TRY IT —
Quote the passage of the Péter Schumann article starting at "- 1975–1980: Újpesti" and ending at "Hungarian footballer (1954–2024)", word for word.

[DOCUMENT EXTRACT — start]

Péter Schumann
- Schumann playing for Újpesti Dózsa

Personal information
- Date of birth: 24 April 1954
- Place of birth: Budapest, Hungary
- Date of death: 5 April 2024 (aged 69)
- Place of death: Újpest, Budapest, Hungary
- Position(s): Midfielder

Youth career
- 1962–1966: Vasas Izzó
- 1966–1975: Újpesti Dózsa

Senior career*
- Years: Team / Apps / (Gls)
- 1975–1980: Újpesti Dózsa / 72 / (8)
- 1975–1976: → Pécs (loan)
- 1980–1981: Váci Izzó
- 1981–1982: Tatabányai Bányász / 4 / (0)

= Péter Schumann =

Hungarian footballer (1954–2024)

Péter Schumann (24 April 1954 – 5 April 2024) was a Hungarian footballer. He played as a midfielder who was most recognized for his career within Újpesti Dózsa during the late 1970s, when the club won three honours within the Nemzeti Bajnokság I.

==Club career==
Schumann began his football career by playing for Vasas Izzó at the age of eight. His uncle Béla Konkoly later scouted and convinced him to play for Újpesti Dózsa for the remainder of his youth career. He made his senior debut and first goal for the club on 22 February 1975 in a 4–2 defeat against Pécs. Schumann later played for Pécs on loan for the 1975–76 Nemzeti Bajnokság II before returning to play for Újpest until the 1979–80 Nemzeti Bajnokság I. During his time with Újpest, he oversaw the club winning three titles as well as being runners-up in two editions of the tournament. He then played for Váci Izzó for the 1980–81 Nemzeti Bajnokság II. The final club he played for was Tatabányai Bányász after he was scouted by the club's manager Károly Lakat. Schumann was repeatedly injured during his final season despite only playing in four matches which were his main citation in his retirement. He ended his career in a 4–0 victory over Budapest Honvéd.

==Personal life==
Péter Schumann's father János Schumann was also a professional football player, playing for Dózsa Újpest but the family soon relocated to Budapest after World War II. Despite this though, Péter stated that his father's career was not the primary source of inspiration for him to pick up football as it came from playing the sport with other family members. He was also classmates with fellow footballer György Gálhidi at school.

[DOCUMENT EXTRACT — finish]
[DATA LISTING — start]

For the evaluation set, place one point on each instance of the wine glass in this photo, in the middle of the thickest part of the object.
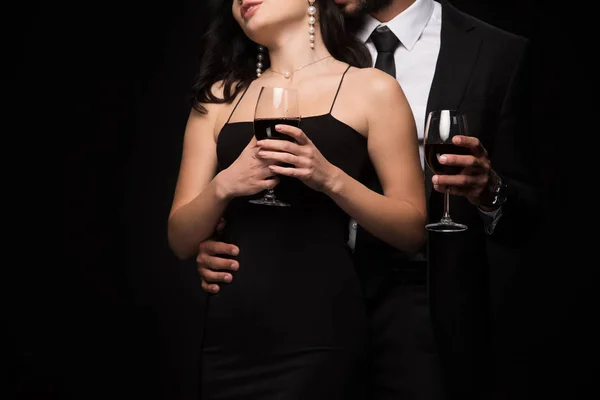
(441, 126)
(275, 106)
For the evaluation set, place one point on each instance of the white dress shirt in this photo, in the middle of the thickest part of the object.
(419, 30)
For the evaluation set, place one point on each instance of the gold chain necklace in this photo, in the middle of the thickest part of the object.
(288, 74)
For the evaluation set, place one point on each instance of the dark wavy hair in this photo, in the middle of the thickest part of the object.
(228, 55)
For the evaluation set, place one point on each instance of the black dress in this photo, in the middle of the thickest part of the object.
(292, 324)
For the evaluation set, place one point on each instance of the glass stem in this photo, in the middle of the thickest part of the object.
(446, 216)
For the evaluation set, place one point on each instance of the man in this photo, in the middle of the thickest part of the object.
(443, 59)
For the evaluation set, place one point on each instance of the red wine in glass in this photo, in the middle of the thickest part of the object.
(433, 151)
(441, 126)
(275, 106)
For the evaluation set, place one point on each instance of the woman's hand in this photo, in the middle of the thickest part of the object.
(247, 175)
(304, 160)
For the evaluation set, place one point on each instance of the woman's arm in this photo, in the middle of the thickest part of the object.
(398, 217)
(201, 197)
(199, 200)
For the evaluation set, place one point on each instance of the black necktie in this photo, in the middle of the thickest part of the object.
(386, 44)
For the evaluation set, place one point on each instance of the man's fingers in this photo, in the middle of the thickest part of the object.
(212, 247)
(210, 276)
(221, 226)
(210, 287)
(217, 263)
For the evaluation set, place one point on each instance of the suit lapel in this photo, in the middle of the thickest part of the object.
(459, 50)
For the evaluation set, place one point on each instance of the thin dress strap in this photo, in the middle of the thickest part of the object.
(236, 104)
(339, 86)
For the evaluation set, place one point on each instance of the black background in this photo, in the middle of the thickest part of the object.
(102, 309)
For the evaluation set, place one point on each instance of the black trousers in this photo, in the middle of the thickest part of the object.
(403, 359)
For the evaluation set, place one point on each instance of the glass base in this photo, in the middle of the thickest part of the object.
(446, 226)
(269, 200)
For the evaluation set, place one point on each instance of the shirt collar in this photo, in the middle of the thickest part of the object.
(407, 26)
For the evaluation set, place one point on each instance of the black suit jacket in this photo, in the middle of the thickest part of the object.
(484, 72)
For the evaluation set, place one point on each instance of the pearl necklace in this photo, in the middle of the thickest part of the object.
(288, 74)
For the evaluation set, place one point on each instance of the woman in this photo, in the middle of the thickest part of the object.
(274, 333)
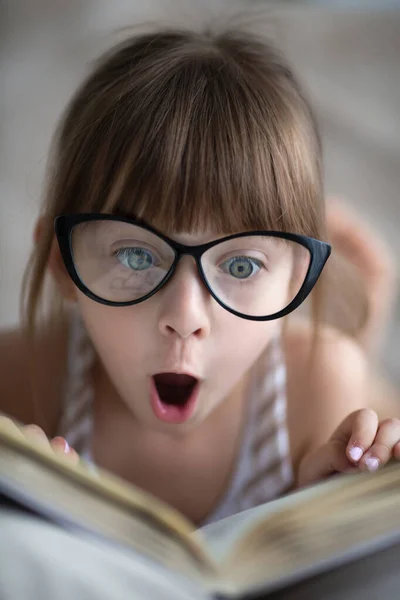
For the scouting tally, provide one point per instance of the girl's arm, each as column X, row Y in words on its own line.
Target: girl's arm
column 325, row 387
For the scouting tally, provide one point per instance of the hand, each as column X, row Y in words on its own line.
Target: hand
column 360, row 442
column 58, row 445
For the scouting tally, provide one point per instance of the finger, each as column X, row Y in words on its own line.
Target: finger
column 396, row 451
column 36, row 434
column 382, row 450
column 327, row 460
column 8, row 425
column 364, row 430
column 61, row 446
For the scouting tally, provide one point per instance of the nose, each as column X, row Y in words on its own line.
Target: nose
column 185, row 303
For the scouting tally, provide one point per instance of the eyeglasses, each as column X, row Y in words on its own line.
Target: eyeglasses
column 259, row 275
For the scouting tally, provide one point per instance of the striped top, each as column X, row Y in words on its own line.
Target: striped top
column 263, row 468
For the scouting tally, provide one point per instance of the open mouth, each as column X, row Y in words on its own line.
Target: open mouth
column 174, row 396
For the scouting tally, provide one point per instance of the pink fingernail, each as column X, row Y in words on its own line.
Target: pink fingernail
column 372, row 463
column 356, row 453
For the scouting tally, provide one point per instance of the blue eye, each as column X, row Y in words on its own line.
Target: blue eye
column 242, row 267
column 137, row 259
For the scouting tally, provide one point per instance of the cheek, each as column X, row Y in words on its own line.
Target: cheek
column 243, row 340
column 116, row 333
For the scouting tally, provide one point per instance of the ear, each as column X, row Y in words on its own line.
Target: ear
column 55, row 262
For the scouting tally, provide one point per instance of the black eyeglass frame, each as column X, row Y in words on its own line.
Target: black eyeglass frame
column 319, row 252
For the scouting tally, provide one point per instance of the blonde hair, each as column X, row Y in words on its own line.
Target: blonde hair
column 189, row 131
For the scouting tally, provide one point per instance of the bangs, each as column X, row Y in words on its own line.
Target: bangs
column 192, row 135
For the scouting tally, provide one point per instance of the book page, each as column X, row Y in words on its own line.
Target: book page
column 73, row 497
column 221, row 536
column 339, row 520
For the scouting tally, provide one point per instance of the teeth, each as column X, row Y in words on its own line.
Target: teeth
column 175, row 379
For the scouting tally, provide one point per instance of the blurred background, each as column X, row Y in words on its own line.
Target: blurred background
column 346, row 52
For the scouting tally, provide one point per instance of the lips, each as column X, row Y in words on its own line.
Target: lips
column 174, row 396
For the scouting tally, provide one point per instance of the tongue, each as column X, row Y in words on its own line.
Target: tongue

[DATA LISTING — finish]

COMPLETED TASK —
- 1975–1980: Újpesti Dózsa / 72 / (8)
- 1975–1976: → Pécs (loan)
- 1980–1981: Váci Izzó
- 1981–1982: Tatabányai Bányász / 4 / (0)

= Péter Schumann =

Hungarian footballer (1954–2024)